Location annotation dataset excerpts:
************

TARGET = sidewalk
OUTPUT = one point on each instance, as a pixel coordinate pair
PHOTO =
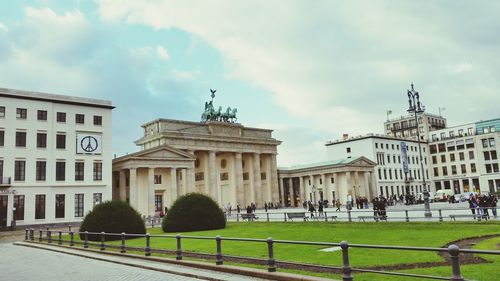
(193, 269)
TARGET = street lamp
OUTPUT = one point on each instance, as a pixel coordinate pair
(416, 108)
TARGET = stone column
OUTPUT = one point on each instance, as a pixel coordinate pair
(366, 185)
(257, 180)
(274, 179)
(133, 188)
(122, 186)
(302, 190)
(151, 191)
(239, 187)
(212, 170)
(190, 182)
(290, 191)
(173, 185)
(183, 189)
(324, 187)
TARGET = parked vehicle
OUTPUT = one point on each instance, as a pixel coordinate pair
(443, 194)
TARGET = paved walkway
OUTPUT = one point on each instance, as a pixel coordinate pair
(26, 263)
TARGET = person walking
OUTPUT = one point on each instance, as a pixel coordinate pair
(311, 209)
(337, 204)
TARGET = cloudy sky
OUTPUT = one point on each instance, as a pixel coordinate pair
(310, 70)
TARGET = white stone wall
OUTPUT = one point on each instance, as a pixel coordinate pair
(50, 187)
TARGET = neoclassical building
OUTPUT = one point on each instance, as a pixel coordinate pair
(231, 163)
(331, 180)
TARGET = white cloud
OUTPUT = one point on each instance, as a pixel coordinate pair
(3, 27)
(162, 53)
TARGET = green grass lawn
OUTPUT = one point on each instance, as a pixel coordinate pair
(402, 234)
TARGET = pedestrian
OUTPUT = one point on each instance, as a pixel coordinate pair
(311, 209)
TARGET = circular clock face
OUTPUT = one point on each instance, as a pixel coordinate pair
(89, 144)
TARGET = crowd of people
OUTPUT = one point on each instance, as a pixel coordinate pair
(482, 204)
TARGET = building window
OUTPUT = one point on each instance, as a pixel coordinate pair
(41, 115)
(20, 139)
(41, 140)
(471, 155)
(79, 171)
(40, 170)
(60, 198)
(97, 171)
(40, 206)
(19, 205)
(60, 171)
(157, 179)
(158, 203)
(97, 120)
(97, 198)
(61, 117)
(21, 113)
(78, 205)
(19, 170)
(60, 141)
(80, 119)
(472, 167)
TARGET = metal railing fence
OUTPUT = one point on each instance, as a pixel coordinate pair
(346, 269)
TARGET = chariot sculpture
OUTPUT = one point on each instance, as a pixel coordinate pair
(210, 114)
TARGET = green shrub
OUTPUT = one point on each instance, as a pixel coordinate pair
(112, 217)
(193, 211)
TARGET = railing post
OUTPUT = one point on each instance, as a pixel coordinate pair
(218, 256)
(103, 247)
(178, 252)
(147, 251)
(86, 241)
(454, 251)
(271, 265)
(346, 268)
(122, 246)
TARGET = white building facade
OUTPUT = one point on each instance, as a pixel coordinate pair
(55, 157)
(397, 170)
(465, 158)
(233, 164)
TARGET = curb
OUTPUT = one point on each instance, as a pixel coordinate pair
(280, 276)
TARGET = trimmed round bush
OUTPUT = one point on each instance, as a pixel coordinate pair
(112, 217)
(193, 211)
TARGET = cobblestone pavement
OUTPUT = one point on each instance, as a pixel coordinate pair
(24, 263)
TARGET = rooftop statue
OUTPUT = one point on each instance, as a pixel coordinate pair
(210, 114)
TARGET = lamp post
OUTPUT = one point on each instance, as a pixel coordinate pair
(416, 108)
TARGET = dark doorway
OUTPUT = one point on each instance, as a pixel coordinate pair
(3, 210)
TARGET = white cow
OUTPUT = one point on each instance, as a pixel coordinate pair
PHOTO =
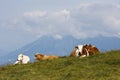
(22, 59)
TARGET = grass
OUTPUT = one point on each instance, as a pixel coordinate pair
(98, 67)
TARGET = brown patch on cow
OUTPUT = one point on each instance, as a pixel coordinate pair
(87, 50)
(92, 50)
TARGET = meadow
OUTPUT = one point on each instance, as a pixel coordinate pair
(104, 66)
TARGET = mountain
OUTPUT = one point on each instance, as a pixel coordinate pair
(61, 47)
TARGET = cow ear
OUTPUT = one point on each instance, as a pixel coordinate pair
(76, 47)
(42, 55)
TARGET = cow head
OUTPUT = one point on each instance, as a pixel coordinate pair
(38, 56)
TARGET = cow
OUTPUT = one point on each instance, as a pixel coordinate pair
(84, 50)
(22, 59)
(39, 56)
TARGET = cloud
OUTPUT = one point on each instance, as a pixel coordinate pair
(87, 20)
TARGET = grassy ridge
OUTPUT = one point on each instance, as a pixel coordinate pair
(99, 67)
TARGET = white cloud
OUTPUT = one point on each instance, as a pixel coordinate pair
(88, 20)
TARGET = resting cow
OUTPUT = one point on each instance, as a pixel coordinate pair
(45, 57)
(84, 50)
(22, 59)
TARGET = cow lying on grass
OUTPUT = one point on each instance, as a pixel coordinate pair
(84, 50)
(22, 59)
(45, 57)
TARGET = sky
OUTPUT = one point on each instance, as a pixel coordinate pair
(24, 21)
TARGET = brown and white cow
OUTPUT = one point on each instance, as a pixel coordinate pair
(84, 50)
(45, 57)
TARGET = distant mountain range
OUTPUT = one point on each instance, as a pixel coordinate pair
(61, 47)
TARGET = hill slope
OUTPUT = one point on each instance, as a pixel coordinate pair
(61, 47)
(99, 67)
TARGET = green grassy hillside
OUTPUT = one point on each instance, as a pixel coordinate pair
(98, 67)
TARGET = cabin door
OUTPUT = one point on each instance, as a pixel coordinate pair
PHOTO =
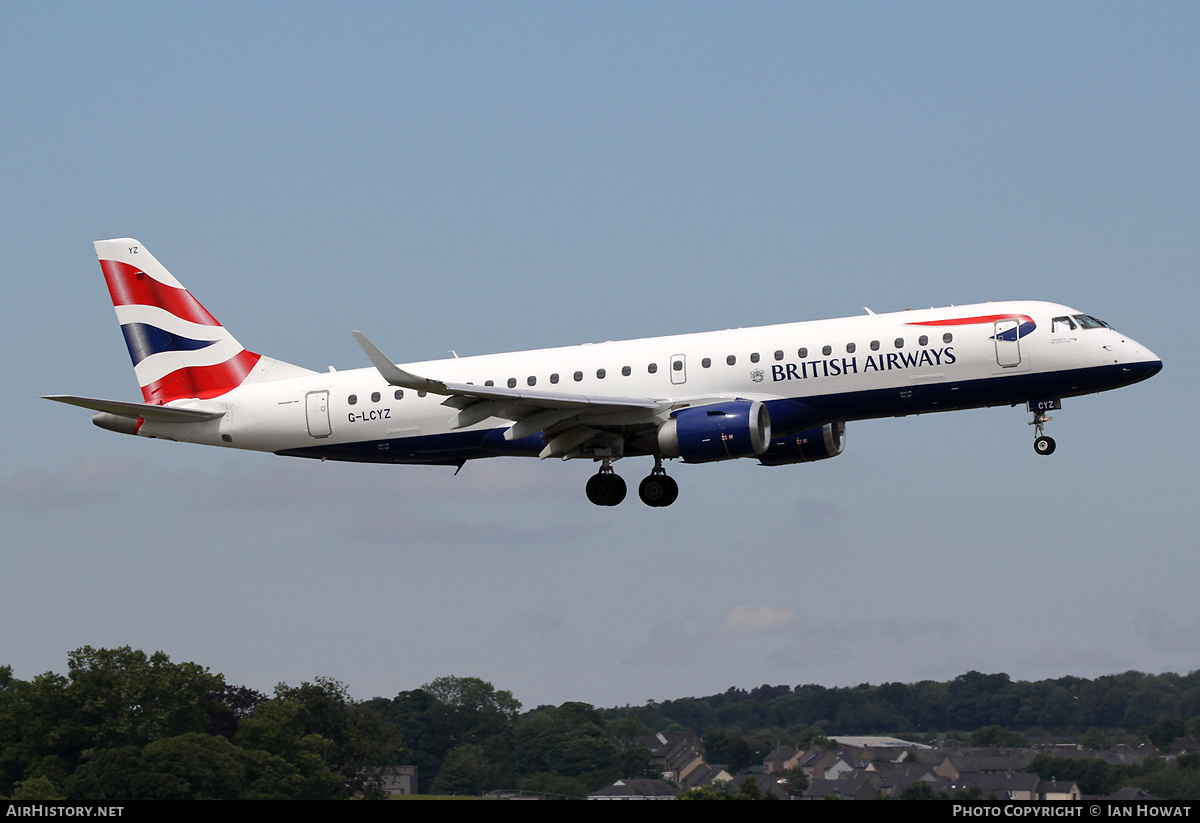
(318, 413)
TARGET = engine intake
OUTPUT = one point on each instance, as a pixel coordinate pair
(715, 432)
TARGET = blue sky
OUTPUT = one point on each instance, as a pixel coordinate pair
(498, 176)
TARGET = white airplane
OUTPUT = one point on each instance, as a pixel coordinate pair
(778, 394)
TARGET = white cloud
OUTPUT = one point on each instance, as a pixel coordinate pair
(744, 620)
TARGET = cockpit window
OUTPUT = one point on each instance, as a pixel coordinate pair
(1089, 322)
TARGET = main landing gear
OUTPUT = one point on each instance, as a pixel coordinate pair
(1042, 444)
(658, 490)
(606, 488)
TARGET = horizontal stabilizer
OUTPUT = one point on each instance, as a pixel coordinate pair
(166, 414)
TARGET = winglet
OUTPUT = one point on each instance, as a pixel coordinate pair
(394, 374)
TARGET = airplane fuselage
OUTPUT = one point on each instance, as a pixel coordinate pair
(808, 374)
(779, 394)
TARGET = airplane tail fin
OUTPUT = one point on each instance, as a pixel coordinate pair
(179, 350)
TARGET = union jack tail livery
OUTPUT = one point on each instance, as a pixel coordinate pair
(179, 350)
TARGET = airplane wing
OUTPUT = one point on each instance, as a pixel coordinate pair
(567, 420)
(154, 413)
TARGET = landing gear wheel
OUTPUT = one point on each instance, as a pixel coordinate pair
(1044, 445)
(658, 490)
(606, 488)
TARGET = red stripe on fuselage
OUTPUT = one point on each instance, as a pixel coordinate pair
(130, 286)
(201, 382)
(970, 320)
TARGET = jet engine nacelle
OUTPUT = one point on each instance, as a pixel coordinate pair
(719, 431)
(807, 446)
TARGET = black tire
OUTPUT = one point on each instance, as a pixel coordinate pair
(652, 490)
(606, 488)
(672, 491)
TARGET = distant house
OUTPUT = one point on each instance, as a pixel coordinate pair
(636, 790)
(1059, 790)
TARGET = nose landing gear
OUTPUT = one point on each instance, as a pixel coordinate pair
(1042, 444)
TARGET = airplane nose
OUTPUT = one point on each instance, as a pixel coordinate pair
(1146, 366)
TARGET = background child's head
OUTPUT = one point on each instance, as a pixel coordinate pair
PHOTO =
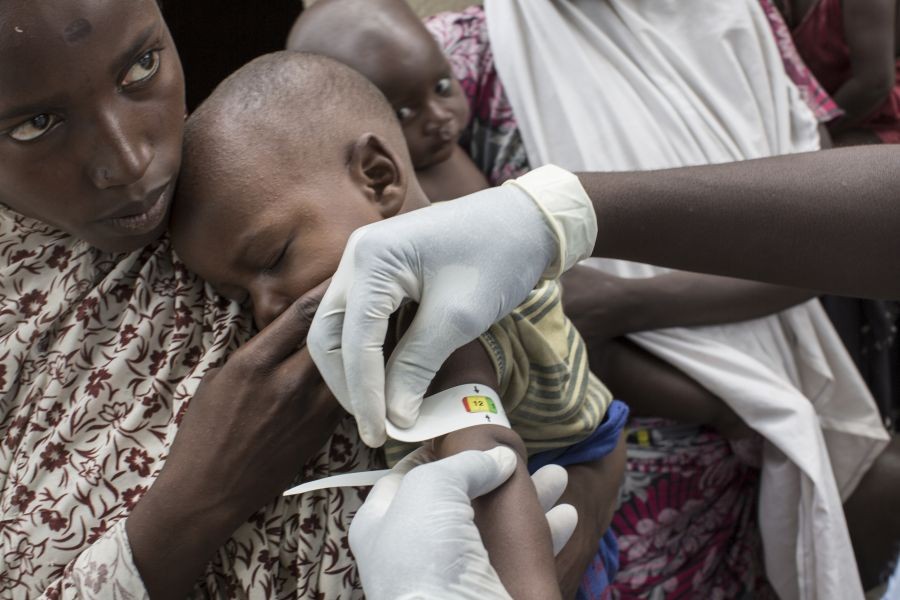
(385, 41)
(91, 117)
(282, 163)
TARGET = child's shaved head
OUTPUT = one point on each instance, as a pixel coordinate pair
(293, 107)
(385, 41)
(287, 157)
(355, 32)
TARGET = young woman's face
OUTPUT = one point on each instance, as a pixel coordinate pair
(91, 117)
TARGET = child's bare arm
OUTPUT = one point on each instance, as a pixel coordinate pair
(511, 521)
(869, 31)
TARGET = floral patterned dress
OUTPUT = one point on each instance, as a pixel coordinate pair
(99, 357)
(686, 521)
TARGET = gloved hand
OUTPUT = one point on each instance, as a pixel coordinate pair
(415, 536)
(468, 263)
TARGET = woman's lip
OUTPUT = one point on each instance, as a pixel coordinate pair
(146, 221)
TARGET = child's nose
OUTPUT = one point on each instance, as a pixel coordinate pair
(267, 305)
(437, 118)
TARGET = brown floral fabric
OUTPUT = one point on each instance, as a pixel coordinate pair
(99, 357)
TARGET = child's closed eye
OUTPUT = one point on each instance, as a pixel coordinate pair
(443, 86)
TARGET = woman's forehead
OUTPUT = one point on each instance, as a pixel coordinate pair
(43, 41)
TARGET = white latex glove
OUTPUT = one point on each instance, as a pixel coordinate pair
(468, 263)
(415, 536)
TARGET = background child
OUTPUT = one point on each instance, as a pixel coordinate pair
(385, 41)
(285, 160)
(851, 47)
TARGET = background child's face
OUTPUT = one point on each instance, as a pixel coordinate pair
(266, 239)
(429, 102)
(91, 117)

************

Reproduce every line of the items verbatim, starting at the line containing "TARGET = woman's forehead" and continuing through the end of the items.

▶ _Task output_:
TARGET = woman's forehead
OUTPUT = one point on each instance, as a pixel coordinate pair
(43, 41)
TARGET = white latex glove
OUTPUT = one point on each instance, as a pixel coordinate pair
(468, 263)
(415, 536)
TARGET = background child
OUTPUT = one point on each instance, as a pixel coordinate pair
(385, 41)
(285, 160)
(851, 47)
TARGET = background child's face
OUTPUT = one point on each instance, as a pixel coordinate pair
(266, 239)
(429, 102)
(91, 117)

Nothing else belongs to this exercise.